## OBJECTIF DE L'EXERCICE
D'après l'extrait ci-dessous sur l'IA responsable, sur quels principes repose le RGPD ? Répondez en une phrase, s'il vous plaît.

## EXTRAIT CHOISI
──────────────────────────────

Que signifie réellement l'IA responsable ? Au fond, cela signifie qu'il faut faire confiance à la technologie. Les progrès de l'IA générative auront un impact humain considérable, et les conséquences involontaires risquent fort de créer des dilemmes éthiques pour lesquels le monde ne dispose pas encore de normes solides ou de précédents juridiques.

Si nous voulons minimiser le risque d’une IA générative partiale, nous devons mieux intégrer des personnes et des points de vue plus diversifiés à chaque étape, de son développement à l'examen des résultats qu'elle génère. L'IA générative, du fait de sa conception, est destinée à apprendre et à s'améliorer au fil du temps. Cependant, nous devons réintégrer ces apprentissages clés dans le modèle afin de garantir l'élimination des biais potentiels et du risque d'utilisation à des fins de discrimination à l'encontre des groupes sous-représentés. Cela signifie que nous devons accorder une attention encore plus grande aux domaines technologiques spécialisés, tels que l'IA, où le besoin d'une plus grande diversité se fait cruellement sentir.

Repérer les préjugés

L’impératif pour les dirigeants est clair : nous devons faire tout ce qui est en notre pouvoir pour rassembler des personnes d'origines, d'âges, d'expériences et de perspectives diversifiés lorsque nous développons et faisons progresser les nouvelles technologies, en particulier l'IA générative. Et nous devons veiller à ce que ces diverses perspectives soient également présentes à la table pour repérer les préjugés générés par l'IA et y remédier.   

Lorsque la part de développeurs qui élaborent des modèles et des solutions d'IA et analysent les données qu'ils produisent représente en grande partie un seul groupe ethnique, de sexe et d'âge, le risque de partialité et de discrimination dans les itérations futures est trop important. Comment l'industrie technologique peut-elle innover dans le domaine de l'IA si tout le monde vient d'un milieu similaire et pense de la même manière ? Lorsqu'il s'agit d'établir des garde-fous autour de l'IA générative, nous devrions nous inspirer du RGPD qui repose sur les principes de minimisation des données, d'équité, de transparence, et de responsabilité. Ces principes sont particulièrement pertinents pour les préoccupations relatives à la vie privée, à l'éthique et à l'IA.

À l'instar du RGPD, les lignes directrices sur l'IA devraient suivre un modèle d'IA responsable dès la conception, encourageant les entreprises à travailler de manière proactive pour répondre aux préoccupations en matière de vie privée et d'éthique au fur et à mesure du développement ou de l'adoption de la technologie. Le RGPD limite le traitement des données personnelles dans un contexte d'IA, ce qui peut éventuellement contribuer à créer la confiance nécessaire pour que l'IA soit acceptée par les consommateurs et les décideurs politiques chargés de la réglementer.

La question du DPO

Dans le cadre du RGPD, de nombreuses organisations doivent nommer un délégué à la protection des données pour garantir la conformité. Une approche similaire pourrait être adoptée pour l'IA générative. Les régulateurs pourraient envisager d'obliger les organisations qui développent l'IA à recruter un ambassadeur/responsable de l'IA qui supervise l'éthique, la gouvernance, les processus de changement et la communication en matière d'IA afin de guider les employés et de responsabiliser à la fois les dirigeants et l'organisation elle-même. Une telle mesure garantirait que les considérations éthiques sont intégrées dans toutes les initiatives de l'organisation en matière d'IA, ce qui permettrait d'atténuer les risques potentiels et de se prémunir contre les préjudices.

Nous devons reconnaître que nous sommes déjà dans un monde où l'IA occupe une place prépondérante et que la course est lancée pour réglementer son utilisation. Encourageons les normes internationales à aborder les problèmes réels inhérents à la technologie plutôt que les possibilités dystopiques afin que nous puissions renforcer la confiance avec nos employés, nos clients et nos communautés tout en répondant aux préoccupations réelles et valables que suscite l'IA. Ensuite, allons au-delà de ces réglementations avec nos propres engagements et actions pour être des gestionnaires responsables et éthiques de son utilisation aujourd'hui et à l'avenir.

──────────────────────────────

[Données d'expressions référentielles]
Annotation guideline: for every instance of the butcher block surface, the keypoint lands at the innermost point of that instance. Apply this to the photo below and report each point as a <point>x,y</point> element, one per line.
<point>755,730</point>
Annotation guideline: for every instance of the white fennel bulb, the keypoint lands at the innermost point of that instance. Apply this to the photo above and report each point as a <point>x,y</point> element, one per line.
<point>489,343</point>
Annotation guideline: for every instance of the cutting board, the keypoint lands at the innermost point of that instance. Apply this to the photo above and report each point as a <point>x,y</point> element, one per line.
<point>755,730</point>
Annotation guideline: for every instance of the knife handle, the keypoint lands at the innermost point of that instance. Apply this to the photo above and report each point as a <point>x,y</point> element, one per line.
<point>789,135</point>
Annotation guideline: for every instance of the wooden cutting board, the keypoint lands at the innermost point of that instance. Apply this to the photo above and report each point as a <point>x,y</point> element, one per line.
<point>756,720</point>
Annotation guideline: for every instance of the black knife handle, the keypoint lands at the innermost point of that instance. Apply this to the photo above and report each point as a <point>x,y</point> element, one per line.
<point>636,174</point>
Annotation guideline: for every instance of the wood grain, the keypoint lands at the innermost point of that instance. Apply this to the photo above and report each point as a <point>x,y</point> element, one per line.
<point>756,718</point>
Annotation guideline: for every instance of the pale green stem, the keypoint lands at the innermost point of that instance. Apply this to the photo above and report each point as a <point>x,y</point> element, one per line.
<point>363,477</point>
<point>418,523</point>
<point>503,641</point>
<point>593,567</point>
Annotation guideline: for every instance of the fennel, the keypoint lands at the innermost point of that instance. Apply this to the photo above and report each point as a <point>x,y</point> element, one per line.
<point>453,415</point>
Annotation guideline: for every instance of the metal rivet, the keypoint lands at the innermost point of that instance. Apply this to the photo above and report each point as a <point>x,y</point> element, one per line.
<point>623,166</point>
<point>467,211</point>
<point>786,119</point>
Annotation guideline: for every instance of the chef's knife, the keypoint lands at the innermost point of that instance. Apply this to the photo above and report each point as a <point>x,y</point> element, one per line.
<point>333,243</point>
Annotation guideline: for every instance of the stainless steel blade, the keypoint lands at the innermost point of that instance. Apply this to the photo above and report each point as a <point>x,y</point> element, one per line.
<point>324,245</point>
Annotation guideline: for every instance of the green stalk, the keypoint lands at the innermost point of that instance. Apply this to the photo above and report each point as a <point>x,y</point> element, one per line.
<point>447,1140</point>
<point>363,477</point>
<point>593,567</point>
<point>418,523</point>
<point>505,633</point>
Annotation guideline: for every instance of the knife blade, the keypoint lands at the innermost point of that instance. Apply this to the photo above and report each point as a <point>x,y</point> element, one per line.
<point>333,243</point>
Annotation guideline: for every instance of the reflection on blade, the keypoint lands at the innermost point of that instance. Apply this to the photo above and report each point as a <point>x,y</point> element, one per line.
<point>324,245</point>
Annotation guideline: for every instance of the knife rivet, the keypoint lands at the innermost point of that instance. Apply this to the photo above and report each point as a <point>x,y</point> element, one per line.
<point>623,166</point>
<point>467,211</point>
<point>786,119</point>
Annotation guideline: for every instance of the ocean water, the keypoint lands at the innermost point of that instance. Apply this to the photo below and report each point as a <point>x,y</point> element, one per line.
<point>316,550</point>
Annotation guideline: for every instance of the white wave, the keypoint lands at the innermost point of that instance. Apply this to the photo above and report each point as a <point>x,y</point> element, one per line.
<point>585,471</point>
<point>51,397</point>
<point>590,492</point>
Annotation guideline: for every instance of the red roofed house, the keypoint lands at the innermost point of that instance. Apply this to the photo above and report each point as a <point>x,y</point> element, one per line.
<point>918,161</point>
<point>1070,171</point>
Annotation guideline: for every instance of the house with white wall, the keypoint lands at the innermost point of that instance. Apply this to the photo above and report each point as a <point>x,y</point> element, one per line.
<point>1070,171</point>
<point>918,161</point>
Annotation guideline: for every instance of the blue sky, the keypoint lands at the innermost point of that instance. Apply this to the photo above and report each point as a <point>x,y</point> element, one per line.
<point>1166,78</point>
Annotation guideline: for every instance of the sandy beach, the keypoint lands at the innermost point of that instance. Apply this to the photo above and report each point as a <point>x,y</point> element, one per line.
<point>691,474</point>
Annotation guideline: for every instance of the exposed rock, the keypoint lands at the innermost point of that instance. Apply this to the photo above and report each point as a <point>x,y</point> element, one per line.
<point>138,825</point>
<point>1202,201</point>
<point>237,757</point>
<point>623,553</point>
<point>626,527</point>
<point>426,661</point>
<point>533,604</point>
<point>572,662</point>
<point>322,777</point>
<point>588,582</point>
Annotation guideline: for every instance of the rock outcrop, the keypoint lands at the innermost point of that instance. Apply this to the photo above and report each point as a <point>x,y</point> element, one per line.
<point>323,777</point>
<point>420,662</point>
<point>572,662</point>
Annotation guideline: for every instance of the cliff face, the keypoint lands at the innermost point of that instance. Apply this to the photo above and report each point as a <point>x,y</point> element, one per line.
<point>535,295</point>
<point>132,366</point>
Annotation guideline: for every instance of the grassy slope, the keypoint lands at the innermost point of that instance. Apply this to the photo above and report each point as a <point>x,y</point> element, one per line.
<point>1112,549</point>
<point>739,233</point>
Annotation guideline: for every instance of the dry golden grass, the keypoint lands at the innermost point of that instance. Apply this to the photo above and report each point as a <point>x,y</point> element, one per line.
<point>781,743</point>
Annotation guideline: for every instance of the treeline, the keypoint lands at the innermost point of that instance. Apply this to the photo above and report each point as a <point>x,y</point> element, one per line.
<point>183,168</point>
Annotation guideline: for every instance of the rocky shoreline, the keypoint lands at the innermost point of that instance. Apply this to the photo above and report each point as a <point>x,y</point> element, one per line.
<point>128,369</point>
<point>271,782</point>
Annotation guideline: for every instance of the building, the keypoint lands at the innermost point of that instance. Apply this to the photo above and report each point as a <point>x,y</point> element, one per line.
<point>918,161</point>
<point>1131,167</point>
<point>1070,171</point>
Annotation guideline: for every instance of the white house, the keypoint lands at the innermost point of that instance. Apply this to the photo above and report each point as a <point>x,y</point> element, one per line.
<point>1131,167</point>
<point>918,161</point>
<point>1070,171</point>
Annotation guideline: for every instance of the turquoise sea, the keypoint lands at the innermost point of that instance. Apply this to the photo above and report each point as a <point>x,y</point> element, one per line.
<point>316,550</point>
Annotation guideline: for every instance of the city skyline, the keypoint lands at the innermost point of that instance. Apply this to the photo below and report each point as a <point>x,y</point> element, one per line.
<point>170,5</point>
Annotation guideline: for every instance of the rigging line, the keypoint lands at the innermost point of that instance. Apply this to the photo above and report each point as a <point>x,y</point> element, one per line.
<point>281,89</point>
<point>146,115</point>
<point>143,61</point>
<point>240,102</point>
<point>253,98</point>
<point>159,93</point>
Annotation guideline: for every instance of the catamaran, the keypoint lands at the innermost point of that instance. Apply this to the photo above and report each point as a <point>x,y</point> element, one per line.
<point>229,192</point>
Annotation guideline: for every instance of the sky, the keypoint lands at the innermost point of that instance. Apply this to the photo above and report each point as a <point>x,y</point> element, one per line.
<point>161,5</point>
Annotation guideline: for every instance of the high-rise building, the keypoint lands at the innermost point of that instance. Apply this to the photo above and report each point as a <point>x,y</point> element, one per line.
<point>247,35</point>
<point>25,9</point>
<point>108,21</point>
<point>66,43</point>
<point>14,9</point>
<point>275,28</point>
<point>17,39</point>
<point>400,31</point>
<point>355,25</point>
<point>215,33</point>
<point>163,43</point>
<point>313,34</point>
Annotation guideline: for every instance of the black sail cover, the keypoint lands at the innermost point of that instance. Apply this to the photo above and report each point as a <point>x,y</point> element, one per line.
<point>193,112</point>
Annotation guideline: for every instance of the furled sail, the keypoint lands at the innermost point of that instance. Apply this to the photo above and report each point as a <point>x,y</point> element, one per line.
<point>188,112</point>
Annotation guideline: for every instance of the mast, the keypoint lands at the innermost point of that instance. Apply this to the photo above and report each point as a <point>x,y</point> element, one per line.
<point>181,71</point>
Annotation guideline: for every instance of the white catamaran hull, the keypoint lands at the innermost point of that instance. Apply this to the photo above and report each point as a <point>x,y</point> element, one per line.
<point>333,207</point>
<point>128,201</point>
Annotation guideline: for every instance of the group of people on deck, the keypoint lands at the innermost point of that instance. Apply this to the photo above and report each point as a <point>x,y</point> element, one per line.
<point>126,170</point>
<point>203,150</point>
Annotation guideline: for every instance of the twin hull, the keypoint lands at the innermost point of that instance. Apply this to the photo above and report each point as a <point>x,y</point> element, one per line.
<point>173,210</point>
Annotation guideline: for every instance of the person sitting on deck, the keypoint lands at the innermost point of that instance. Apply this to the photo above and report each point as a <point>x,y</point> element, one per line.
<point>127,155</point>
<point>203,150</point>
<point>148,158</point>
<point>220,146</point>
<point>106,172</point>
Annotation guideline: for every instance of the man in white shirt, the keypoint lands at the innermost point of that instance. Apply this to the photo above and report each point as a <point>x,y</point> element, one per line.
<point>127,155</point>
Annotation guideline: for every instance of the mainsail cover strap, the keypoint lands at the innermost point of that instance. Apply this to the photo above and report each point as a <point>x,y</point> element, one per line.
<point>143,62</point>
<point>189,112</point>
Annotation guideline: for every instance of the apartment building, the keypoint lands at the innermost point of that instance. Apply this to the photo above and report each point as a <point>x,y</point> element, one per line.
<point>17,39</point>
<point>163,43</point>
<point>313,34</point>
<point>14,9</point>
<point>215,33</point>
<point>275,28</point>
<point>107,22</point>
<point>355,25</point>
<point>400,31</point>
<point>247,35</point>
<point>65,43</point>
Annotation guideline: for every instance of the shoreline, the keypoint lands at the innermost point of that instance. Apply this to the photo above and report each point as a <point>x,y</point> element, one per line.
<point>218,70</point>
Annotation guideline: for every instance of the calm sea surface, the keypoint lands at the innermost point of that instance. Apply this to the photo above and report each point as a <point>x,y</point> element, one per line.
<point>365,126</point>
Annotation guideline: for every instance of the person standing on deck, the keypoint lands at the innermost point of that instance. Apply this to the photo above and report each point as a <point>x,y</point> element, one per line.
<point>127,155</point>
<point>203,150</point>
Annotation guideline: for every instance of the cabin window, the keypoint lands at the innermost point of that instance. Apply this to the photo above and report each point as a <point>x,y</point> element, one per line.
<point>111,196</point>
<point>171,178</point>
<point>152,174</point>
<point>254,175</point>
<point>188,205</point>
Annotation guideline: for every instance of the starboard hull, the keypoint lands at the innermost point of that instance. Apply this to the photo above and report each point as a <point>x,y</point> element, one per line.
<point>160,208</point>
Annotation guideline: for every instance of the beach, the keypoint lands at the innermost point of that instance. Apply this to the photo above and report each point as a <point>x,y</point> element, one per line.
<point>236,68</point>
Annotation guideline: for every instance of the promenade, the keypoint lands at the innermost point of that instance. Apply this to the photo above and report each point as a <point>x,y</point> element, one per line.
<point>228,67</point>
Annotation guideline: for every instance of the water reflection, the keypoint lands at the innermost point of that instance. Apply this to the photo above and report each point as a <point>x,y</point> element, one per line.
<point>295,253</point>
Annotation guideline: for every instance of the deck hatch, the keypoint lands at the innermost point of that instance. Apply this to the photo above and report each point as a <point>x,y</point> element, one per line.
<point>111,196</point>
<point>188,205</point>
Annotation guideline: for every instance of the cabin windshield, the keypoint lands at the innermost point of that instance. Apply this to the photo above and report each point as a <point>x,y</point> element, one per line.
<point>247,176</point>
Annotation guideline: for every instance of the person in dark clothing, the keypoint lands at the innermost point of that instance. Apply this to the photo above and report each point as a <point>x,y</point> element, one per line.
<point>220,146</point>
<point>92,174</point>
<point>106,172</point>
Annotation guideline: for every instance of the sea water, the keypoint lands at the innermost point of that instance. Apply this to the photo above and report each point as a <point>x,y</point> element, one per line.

──────────────────────────────

## RÉSULTAT ATTENDU
Le RGPD repose sur les principes de minimisation des données, d'équité, de transparence et de responsabilité.